Written instruction →
Extract every entry below word for word, leaving the pictures out of your answer.

Records shown →

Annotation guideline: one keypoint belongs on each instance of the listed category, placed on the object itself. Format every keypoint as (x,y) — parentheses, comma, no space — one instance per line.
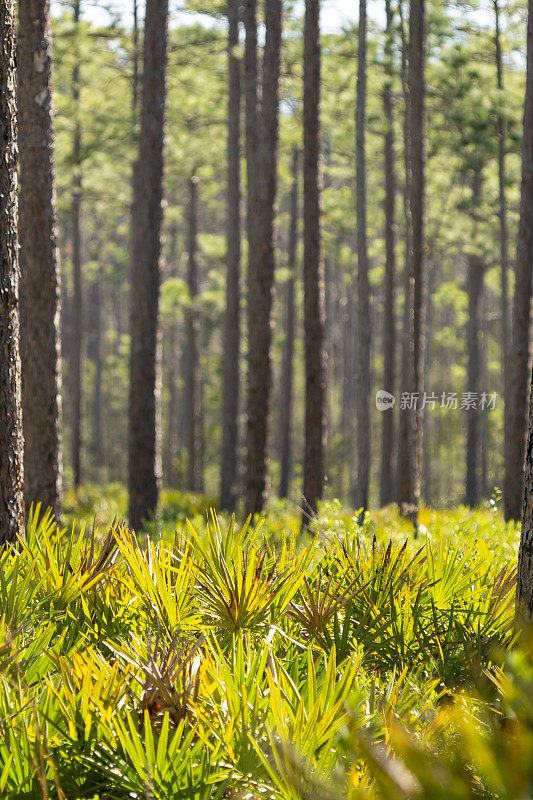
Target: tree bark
(193,376)
(518,386)
(363,292)
(261,237)
(410,483)
(39,261)
(405,427)
(524,584)
(76,365)
(286,388)
(97,444)
(314,283)
(476,271)
(231,388)
(501,132)
(144,467)
(11,442)
(386,485)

Written answer →
Annotation guideline: one keypoint belongs on each instance of the listed category, placed on the object itself. Format every keypoint as (x,y) — parentheses, comma, no space — one instance per line.
Target: tree bark
(193,376)
(518,386)
(363,292)
(261,237)
(410,483)
(39,261)
(405,427)
(524,584)
(76,365)
(286,388)
(97,444)
(314,283)
(476,271)
(231,388)
(501,132)
(144,467)
(11,442)
(386,485)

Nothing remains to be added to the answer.